给定文段:

****************

治疗:可用桃核承气汤以化瘀理气降胃,调畅心包。该方属活血祛瘀剂,由调胃承气汤加桃仁、桂枝组成。胃喜润恶燥,桃仁逐瘀而滑利,正适宜胃腑血瘀之症。胃中瘀血得去,胃气复降,上焦心包之血随之下行流动、渐及通畅,则无瘀阻心包之患。大黄性寒下瘀、走而不守,与芒硝共助桃仁将胃中瘀血自下焦排出,亦可清泄久郁血中之热。血得温而行,桂枝性温善走经脉,经脉血畅则胃与心包瘀血随之流通。炙甘草缓诸药峻烈之性,确保瘀血祛而正气不伤,且和中益气,气足则血自行,瘀血不复生。诸药合力,可达胃瘀祛→胃气降→心包气降→心包瘀祛→心神安定之安眠目的。

大肠浊热内阻,肝郁化火

《医学入门》提出“肝病宜疏通大肠”的治则,表明肝与大肠相通,通肠可达疏肝之效。有学者提出“肝寄腑于大肠”学说,认为肝脏一则借用大肠管道,二则依赖大肠传导之功用,促使自身浊气下降外泄,从而保障自身疏泄、升发、藏血等生理功能的正常;反之,若浊气阻塞肠腑,大肠传导失常,则肝失疏泄,肝郁气滞,诸患丛生。亦有研究发现,胚胎期前肠是大肠和肝脏共同起源之处,肠道内相关淋巴细胞来源于肝脏,故在起源上大肠和肝脏具有高度相关性。

****************

记录数据:
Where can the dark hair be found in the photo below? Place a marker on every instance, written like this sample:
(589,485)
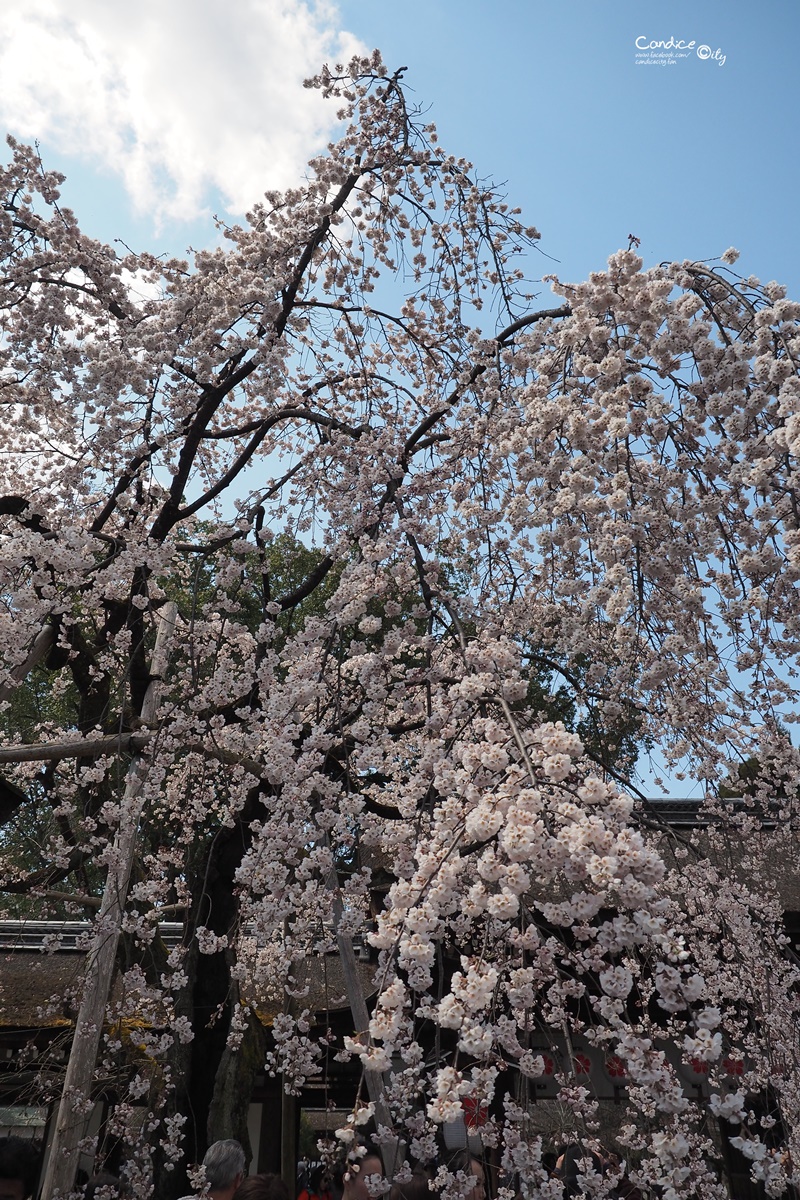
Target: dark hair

****************

任务 1: 根据给定文段，桃核承气汤由哪些药方或药物组成？
任务 2: 将给定文段中从“大肠浊热内阻,肝郁化火”开始、一直到“上大肠和肝脏具有高度相关性。”为止的部分重新写出，并把其中的“浊气”替换为“秽浊之气”。
任务 3: 请接着这段讨论肝与大肠相通的中医文字往下写，从它的最后一句之后续起。

参考答案 1: 由调胃承气汤加桃仁、桂枝组成。

参考答案 2:
大肠浊热内阻,肝郁化火

《医学入门》提出“肝病宜疏通大肠”的治则,表明肝与大肠相通,通肠可达疏肝之效。有学者提出“肝寄腑于大肠”学说,认为肝脏一则借用大肠管道,二则依赖大肠传导之功用,促使自身秽浊之气下降外泄,从而保障自身疏泄、升发、藏血等生理功能的正常;反之,若秽浊之气阻塞肠腑,大肠传导失常,则肝失疏泄,肝郁气滞,诸患丛生。亦有研究发现,胚胎期前肠是大肠和肝脏共同起源之处,肠道内相关淋巴细胞来源于肝脏,故在起源上大肠和肝脏具有高度相关性。

参考答案 3:
大肠功在承载并传化水谷糟粕,若素体阳盛或嗜食辛辣,导致热郁肠腑,煎灼津液,大肠传导不力,糟粕停积化浊,浊热内阻,则大肠气机失降,导致肝气郁滞,火热内生,肝魂受扰,魂不归舍,病发失眠。此外,若失眠病久,肝血愈损,血不涵气,肝气离越,上逆化热,搅扰心神,子病及母,神魂皆难宁静,则失眠愈重。

治疗:推荐《伤寒论》承气汤类方加减,主要用大黄、芒硝、枳实三药,达涤浊泄热通肠、清肝泻火功效。其中,大黄为君,芒硝为臣,佐以枳实,共奏峻下之功。临证注意结合患者体质强弱、病证虚实之多寡、病势之缓急,审证参合加减而用,使肠腑通畅,浊热外泄,则肝火得清,肝经条达,神魂安定,睡眠安稳。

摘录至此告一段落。